Written exercise »
Locate each line in the listing that contains the string "card" and copy those lines verbatim.

- - - - - - -

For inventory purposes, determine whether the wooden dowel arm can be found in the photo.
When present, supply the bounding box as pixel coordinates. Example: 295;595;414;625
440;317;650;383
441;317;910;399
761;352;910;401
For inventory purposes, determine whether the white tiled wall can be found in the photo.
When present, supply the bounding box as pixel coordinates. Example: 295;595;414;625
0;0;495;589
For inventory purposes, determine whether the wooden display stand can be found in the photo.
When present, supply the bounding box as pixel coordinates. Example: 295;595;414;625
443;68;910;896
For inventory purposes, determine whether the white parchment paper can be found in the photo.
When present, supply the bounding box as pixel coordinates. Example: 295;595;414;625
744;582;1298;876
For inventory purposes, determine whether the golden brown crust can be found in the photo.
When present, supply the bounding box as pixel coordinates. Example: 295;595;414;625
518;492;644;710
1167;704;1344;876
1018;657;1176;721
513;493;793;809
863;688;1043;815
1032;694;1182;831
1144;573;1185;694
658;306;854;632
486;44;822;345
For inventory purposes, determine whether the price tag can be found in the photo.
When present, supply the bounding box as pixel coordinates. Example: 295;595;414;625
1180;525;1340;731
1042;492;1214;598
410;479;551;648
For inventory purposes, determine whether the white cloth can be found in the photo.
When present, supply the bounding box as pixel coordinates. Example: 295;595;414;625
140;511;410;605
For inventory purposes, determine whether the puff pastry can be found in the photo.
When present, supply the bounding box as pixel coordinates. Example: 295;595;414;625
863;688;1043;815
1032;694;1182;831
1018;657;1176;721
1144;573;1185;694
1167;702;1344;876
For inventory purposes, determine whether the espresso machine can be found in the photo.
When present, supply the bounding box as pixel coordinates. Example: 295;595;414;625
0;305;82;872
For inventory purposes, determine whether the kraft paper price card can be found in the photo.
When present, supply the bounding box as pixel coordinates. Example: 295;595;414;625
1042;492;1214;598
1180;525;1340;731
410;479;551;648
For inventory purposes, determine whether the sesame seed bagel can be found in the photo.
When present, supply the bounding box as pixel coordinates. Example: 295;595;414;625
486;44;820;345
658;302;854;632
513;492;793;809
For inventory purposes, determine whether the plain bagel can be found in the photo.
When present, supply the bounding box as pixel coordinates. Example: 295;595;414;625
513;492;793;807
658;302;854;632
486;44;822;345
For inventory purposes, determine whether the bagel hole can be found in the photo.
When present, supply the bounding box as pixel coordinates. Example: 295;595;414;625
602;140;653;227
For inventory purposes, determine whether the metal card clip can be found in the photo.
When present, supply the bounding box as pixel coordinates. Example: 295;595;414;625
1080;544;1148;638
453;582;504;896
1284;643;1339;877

- - - - - - -

Finished task »
For inventory purposes, determine whether the kraft paper price card can be found in the photo.
For inventory purposes, determine whether the metal card clip can be found in the photo.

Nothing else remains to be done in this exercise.